§ Work instruction
Return the records exactly, with nothing added.

§ Data section
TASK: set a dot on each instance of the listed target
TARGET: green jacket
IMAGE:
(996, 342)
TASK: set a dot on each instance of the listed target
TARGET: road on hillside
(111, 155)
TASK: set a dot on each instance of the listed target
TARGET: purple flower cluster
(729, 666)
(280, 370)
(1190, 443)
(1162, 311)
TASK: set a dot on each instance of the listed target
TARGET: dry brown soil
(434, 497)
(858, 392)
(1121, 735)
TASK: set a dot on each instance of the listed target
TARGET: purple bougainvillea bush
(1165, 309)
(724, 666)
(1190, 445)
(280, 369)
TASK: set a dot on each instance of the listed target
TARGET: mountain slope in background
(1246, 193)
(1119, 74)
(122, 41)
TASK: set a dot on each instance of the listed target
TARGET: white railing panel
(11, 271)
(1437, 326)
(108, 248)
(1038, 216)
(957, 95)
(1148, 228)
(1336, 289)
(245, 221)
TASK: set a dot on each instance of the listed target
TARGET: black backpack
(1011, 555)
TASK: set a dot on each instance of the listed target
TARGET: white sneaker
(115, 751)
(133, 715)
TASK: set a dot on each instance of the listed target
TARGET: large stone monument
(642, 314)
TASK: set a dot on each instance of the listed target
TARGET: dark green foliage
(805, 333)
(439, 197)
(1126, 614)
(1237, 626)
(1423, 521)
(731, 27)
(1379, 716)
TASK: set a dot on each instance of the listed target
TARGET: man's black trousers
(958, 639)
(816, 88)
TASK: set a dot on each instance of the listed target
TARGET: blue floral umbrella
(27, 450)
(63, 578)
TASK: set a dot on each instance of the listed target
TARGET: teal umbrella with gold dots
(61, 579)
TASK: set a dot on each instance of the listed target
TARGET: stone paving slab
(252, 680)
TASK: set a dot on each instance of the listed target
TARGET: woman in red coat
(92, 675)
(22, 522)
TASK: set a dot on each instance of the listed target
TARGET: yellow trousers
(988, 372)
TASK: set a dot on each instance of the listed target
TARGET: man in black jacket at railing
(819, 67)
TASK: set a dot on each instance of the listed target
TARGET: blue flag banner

§ Output for this exercise
TASK: set a dot on each instance of the listed target
TARGET: green jacket
IMAGE:
(996, 342)
TASK: set a dot on each instance of the listed target
TARGET: road on hillside
(111, 155)
TASK: set a dot on each instance of the listed target
TARGET: purple flower cluster
(729, 666)
(280, 370)
(1190, 443)
(1162, 311)
TASK: set a dot on each instance of the listed target
TARGET: dry brown soil
(434, 497)
(858, 392)
(1121, 735)
TASK: set a dot on each instance of the listed target
TARGET: purple bougainvillea bush
(1165, 309)
(724, 666)
(1190, 445)
(280, 369)
TASK: set a dot on each instance of the listed target
TARGET: mountain slope in background
(1246, 193)
(1119, 74)
(122, 41)
TASK: set a dot on each instance of the listed target
TARGET: white railing panel
(11, 271)
(1437, 326)
(108, 248)
(1038, 216)
(957, 95)
(1148, 228)
(1336, 289)
(245, 221)
TASK: set a dot on each instance of the listed target
TARGET: black backpack
(1011, 555)
TASK: set a dot on each instance of the listed target
TARGET: white sneaker
(115, 751)
(133, 715)
TASK: set a dot on each instance of the listed target
TARGET: large stone monument
(642, 314)
TASK: set a dot on each instance of the listed target
TARGET: dark green foliage
(805, 333)
(439, 197)
(1126, 614)
(1237, 626)
(1423, 521)
(731, 27)
(1379, 716)
TASK: set a dot on each instance of the listed target
TARGET: man's black trousers
(958, 639)
(816, 88)
TASK: set a dot on each instance of the listed target
TARGET: blue floral umbrella
(27, 450)
(63, 578)
TASK: set a dot on each instance of the listed target
TARGET: teal umbrella with gold dots
(61, 579)
TASK: set a dot on each instance of the listed target
TARGET: stone paving slab
(252, 680)
TASK: set a dot on each instance of the listed target
TARGET: woman in red coat
(92, 675)
(22, 522)
TASK: set a dot on each instance of the listed target
TARGET: yellow trousers
(988, 372)
TASK: set a dot on each instance of the listed target
TARGET: man in black jacket at railing
(819, 67)
TASK: set a dot on each instance of the listed target
TARGET: blue flag banner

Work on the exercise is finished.